Excerpted text -
┄┄┄┄┄┄┄┄┄┄
Throughout history, the Bois-des-Esprits forest has been oft-rumoured to behold a presence of protection among the creatures it inhabits: the frogs, ducks, geese and many species of birds do not just reside in the forest, they watch over those who wander in and throughout. And so, it was somewhat not surprising when something special happened while the men were carving the eyes of the wood spirit.
When it came time to open the first eye of the wood spirit and Robert struck his gouge with his mallet, the forest went silent as if to hold its collective breath. Once the outline of the eye was completed, the forest once again became alive. Both carvers were in awe. The following day, they returned to open the wood spirit's other eye and it happened again. The spirit of the tree had been released!
In 2005, a second wood spirit facing the oxbow to the south and on the opposite side of the first was released. A third spirit was also given life – a red fox protected within the beard of the first spirit. Many honorary carvers were given a chance to contribute and carve with a chisel and mallet. The 2006 ceremonial feast also acted as a naming ceremony, with the first spirit, facing north, named Woody and the second spirit, facing the oxbow to the south, given the Ojibwe name Mhitik.
┄┄┄┄┄┄┄┄┄┄
Directions - Condense the paragraph of the wood spirit text that begins "In 2005, a second wood spirit" into a bulleted list that keeps its main facts.

Record extracts -
┄┄┄┄┄┄┄┄┄┄
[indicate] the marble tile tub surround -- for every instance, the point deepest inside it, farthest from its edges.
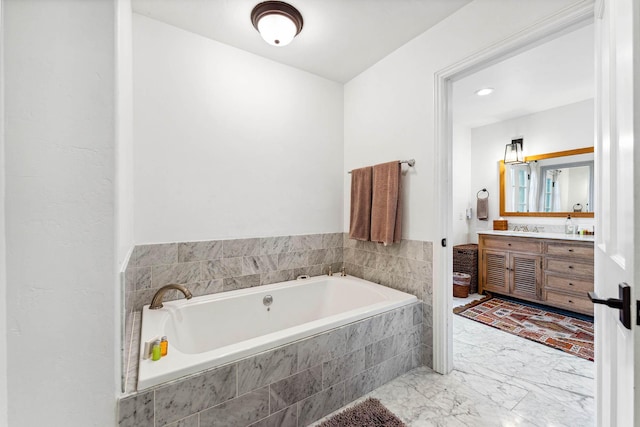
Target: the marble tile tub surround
(209, 267)
(406, 266)
(214, 266)
(293, 385)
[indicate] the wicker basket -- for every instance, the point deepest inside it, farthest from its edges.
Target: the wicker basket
(465, 260)
(461, 285)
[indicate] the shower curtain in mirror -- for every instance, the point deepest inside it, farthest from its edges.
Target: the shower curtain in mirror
(556, 191)
(533, 187)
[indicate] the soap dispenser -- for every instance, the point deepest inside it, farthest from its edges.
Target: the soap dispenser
(568, 225)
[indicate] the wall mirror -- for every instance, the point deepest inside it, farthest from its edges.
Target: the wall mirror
(549, 185)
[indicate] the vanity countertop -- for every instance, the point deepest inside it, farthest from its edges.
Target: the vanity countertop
(540, 235)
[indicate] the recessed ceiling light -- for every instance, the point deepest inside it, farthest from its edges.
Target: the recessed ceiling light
(484, 91)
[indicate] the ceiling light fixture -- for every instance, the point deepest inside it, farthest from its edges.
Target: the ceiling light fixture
(484, 91)
(513, 153)
(277, 22)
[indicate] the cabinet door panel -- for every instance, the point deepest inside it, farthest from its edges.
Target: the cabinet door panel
(525, 270)
(496, 273)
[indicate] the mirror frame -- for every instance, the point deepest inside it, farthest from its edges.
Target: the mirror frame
(542, 214)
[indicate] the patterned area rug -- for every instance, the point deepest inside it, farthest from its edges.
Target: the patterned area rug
(565, 333)
(370, 413)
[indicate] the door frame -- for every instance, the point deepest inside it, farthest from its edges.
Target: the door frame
(564, 21)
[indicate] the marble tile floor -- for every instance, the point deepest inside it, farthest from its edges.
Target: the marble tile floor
(462, 301)
(498, 379)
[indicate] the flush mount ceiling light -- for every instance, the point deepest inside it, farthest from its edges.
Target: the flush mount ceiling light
(277, 22)
(484, 91)
(513, 153)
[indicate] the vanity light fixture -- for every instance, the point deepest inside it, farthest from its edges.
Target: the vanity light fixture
(277, 22)
(513, 153)
(484, 91)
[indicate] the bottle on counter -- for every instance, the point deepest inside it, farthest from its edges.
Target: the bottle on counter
(155, 352)
(164, 346)
(568, 225)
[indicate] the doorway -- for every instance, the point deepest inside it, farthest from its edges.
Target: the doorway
(549, 115)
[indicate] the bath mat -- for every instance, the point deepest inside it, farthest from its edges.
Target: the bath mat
(370, 413)
(566, 333)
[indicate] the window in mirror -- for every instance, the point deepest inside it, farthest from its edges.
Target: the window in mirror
(553, 184)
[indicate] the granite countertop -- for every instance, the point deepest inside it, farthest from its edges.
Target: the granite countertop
(540, 235)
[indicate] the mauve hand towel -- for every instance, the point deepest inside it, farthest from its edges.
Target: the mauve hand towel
(386, 204)
(482, 209)
(360, 223)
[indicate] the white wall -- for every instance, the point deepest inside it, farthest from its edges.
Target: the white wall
(389, 108)
(124, 202)
(59, 153)
(461, 184)
(229, 144)
(3, 253)
(563, 128)
(124, 131)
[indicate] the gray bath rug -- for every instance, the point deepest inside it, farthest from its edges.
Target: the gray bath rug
(370, 413)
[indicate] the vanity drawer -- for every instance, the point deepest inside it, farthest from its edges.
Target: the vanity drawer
(567, 249)
(569, 267)
(512, 244)
(568, 284)
(570, 302)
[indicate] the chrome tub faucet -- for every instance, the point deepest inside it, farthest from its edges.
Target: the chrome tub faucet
(156, 302)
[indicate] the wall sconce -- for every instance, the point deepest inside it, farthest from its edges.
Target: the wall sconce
(277, 22)
(513, 152)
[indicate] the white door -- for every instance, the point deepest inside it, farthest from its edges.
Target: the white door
(618, 209)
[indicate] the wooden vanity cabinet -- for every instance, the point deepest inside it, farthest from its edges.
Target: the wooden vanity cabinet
(568, 275)
(557, 273)
(510, 267)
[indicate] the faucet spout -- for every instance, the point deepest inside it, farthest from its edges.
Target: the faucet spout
(156, 302)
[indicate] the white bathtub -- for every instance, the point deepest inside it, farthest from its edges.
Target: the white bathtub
(213, 330)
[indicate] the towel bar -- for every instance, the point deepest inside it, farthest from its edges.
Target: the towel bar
(410, 162)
┄┄┄┄┄┄┄┄┄┄
Answer below -
- In 2005, a second wood spirit was released. It faces the oxbow to the south, on the opposite side from the first.
- A third spirit, a red fox, was given life within the beard of the first spirit.
- Many honorary carvers had the chance to carve with a chisel and mallet.
- The 2006 ceremonial feast also served as a naming ceremony. The first spirit, facing north, was named Woody. The second, facing the oxbow to the south, received the Ojibwe name Mhitik.